Metin Alıntısı —
####
İsrail’in bir başka ajandası Ayşe Keşir
SonTurkHaber.com, Yenisafak kaynağından alınan verilere dayanarak duyuru yapıyor.
Türkiye’nin azalan doğurganlık hızı yıllardır gündemimizde... Konu üzerine ortadaki tartışmalar ne yazık ki sadece kadınlar üzerinde yoğunlaştı. Toplumsal değişim, iç göç, mesleki eğitim, sağlıklı gebelik-doğum gibi alanların konuşulacağı konuyu, birileri nasıl oluyor da tek başına “kadın haklarına” hapsediyor? 2024 yılı sonunda kurulan “Nüfus Politikaları Üst Kurulu’’ çalışmaları, meseleyi geniş toplumsal zemine çekmesi açısından son derece önemlidir.
Yakın zamanda yayınlanan raporlar ile dünya nüfusunun yaşlanması BM’nin gündemine ‘kritik’ uyarısıyla girdi. Bununla birlikte, İsrail’in ise bambaşka bir gündemi ve ajandası var.
####
Ham Veriler —
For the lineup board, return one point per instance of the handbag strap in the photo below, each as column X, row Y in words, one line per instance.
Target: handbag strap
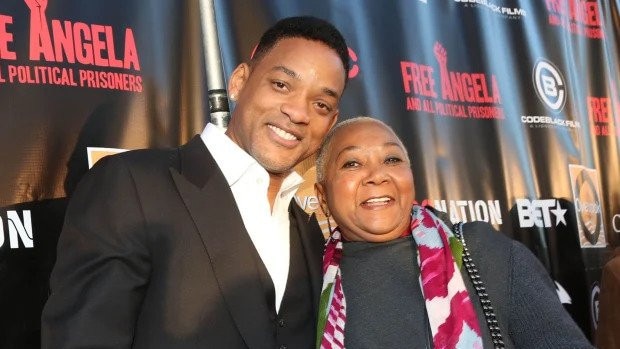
column 483, row 296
####
Yapılacak Görevler —
**a.** Doğurganlık yazısındaki şu cümleyi İngilizceye çevirin: "Yakın zamanda yayınlanan raporlar ile dünya nüfusunun yaşlanması BM’nin gündemine ‘kritik’ uyarısıyla girdi."
**b.** Doğurganlık yazısını kaldığı yerden sürdürün.
Bu malzeme başka bir kaynaktan alınmıştır.

Cevaplar —
**a.** With recently published reports, the aging of the world's population has entered the UN's agenda with a "critical" warning.

**b.**
Doğurganlık hızı nedir?
Hayatta olan 15-49 yaş kadın nüfusunun, o yıl doğan çocuk sayısına bölünmesiyle ortaya çıkan doğurganlık hızında iki temel eşik var. Bunlardan ilki nüfusun yenilenme oranı olan 2,1. Doğurganlık hızı ancak 2.1’in üstünde olduğunda nüfus yenileniyor. İkinci eşik ise 1,9. Uzmanlar bunu “geri döndürülemez eşik” olarak ifade ediyor. Durağanlaşan nüfusun teşviklerle yükseltilmesi mümkün iken, 1,9’un altına düştüğünde bunu başarmak çok zor hale geliyor.
TÜİK’in 15 Mayıs 2025’te açıkladığı verilerde, Türkiye’nin 2024 yılı doğurganlık hızı 1,48. Doğurganlık hızı daha yüksek olan birkaç ili çıkardığımızda ise oran çok daha düşüyor. 2023 yılında, OECD ülkelerinin ortalaması 1,58 iken Türkiye ilk kez 1.51 ile ortalamanın altına düştü. Doğurganlık hızında OECD ortalamasının çok üstünde olan tek bir ülke var o da İsrail. İsrail 3,0 ile OECD ortalamasını tek başına yükseltiyor aslında. Tarihsel sürece baktığımızda da İsrail 2.7’nin altına hiç düşmemiş. Yani kritik seviyelere hiç gelmemiş.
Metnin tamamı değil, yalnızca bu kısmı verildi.